Dauntsey Lock

One of our multinational clients asked us to provide a GPR survey at Dauntsey Lock after a syphon pipe was struck during pipe installation. The purpose of the survey was to determine the line and depth of the existing syphon pipe and, if possible, to note the profile of underground construction and depth of direction change.

In summary, we included the following scope of works:

  • Providing a Full Non-Intrusive Utility and Topographic Survey
  • Providing basic topographic survey coordinates to OSGB national grid
  • Topographic survey included 10m spot levels, fixed furniture, rail, walls, inspection covers, and any other standard details
  • Utility survey included the line and level (every 10m or significant direction change) of the syphon pipe, including significant depth change to understand where the horizontal/vertical fitting was located
  • Deliverables to be issued in AutoCAD 2D/3D with sectional drawing

Due to the worksite location, the survey was carried out in day shift as this section is on the mainline between Royal Wooten Basset and Chippenham. It was undertaken by a team of 2 comprising Snr Utility surveyor, a Land surveyor, and client-supplied supervision/COSS.

GPR was the method that the client’s Project Managers had suggested. The survey area had undergone a de-veg, but the undulating ground and remaining vegetation Ground Penetrating Radar would have been ineffective.

As the pipe was constructed of cast iron, we decided that radio detection was ideal for detecting the pipe and giving more accurate depth readings. The direct connection method was used by attaching leads to the drainage pipe and using a frequency of 8.19Khz via the transmitter.

Dataset items
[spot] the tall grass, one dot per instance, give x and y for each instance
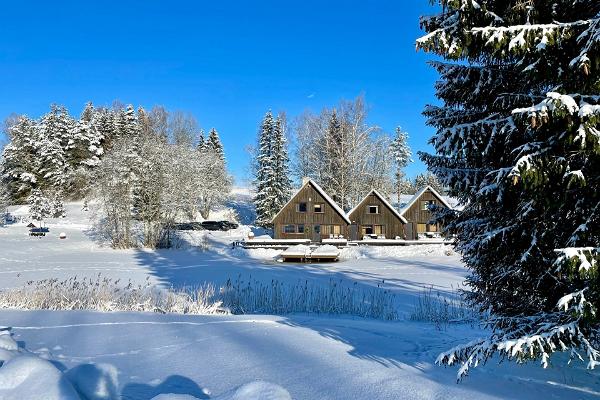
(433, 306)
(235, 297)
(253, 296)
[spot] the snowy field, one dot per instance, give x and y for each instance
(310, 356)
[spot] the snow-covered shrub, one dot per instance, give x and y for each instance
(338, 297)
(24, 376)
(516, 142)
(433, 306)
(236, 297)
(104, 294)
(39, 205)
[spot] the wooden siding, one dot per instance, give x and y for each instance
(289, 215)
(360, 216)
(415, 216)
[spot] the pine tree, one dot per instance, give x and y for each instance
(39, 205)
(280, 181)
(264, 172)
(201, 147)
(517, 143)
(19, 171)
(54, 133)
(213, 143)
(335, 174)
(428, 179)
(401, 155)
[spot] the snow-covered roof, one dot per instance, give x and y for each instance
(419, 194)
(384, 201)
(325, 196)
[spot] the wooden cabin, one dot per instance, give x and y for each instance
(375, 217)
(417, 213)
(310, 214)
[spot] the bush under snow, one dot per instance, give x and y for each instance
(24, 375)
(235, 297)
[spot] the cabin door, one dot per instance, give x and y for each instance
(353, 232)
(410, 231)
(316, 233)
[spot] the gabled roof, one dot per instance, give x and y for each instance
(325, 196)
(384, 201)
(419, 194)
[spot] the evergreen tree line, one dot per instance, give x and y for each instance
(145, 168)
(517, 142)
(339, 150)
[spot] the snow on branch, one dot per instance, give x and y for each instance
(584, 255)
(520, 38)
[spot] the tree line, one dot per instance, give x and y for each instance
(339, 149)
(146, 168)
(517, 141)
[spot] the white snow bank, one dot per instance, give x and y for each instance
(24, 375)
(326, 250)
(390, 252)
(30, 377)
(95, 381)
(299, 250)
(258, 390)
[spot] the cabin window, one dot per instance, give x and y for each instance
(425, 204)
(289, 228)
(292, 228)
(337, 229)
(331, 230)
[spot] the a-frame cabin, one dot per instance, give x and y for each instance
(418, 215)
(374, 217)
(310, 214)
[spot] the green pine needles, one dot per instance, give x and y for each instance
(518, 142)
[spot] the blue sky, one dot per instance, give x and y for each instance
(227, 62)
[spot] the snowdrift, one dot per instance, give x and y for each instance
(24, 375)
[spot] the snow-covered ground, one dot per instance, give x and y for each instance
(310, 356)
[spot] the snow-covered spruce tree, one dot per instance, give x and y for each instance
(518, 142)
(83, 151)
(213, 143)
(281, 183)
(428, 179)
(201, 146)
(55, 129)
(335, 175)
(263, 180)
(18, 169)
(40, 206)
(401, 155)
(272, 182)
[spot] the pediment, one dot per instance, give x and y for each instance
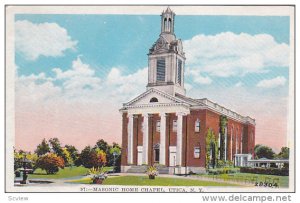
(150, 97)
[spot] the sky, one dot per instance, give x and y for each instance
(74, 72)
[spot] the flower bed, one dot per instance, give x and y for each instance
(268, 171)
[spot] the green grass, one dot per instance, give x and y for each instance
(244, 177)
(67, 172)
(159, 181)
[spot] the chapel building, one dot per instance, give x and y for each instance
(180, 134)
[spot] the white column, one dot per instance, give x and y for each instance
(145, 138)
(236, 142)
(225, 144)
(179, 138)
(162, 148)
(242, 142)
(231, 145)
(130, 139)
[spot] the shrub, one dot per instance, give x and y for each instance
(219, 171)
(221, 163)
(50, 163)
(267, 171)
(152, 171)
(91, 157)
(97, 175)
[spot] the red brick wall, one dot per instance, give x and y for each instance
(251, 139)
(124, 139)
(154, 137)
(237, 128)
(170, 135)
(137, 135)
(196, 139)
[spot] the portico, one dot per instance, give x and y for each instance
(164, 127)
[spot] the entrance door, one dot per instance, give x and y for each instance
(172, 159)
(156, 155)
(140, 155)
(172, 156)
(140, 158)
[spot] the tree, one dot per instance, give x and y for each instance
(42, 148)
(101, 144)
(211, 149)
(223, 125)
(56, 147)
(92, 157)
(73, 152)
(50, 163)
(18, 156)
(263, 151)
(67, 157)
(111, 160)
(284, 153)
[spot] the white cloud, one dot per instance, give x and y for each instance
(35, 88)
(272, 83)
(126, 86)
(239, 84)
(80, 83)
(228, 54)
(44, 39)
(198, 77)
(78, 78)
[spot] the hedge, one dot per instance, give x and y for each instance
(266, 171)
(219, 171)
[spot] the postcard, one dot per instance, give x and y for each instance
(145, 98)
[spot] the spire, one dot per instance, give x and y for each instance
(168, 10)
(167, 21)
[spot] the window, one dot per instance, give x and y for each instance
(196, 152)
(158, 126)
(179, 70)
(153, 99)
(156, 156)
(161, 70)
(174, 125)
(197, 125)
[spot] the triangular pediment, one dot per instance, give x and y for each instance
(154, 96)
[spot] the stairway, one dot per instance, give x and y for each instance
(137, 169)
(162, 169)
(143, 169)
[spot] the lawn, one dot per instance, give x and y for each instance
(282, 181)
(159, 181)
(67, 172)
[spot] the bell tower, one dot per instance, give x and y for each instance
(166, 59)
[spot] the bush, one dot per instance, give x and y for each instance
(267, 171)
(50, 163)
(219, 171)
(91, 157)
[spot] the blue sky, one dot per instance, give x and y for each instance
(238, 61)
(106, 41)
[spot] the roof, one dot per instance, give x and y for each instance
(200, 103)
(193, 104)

## Exercise instructions
- 1) Return each line of the dataset items that contains the word "window".
- 2) Write what comes next in the account of the Dauntsey Lock survey, picking up after its final sentence.
The survey account and the dataset items are unrelated sources.

## Final answers
- 1)
[spot] the cabin window, one dot per instance, give x and y for each instance
[spot] the window, one dot per instance, give x and y for each instance

- 2)
Site works were completed within 4 hours, and the syphon pipe was fully traced with depths recorded. From this information, we saw a significant depth change over a small area, thus noting the underground profile/direction change.

Deliverables were compiled in 1 dayshift and issued to the client. We managed to catch up with the supervisor who attended the worksite on the day of the survey a few weeks later. He informed us that he was also present at the remedial work to repair the damaged syphon pipe. The survey information was “bang on”. The pipe was damaged on the horizontal section, as noted.

The client had expressed concern that the pipe area that had been struck was a connecting piece of the main pipe. Therefore it would require a full excavation of the pipe to replace.

With the survey results, the client’s engineers could tell that this was not the case, and remedial works would require applying a slip collar on the pipe to seal the pipe. Therefore further excavation and full replacement of pipe sections would not be required.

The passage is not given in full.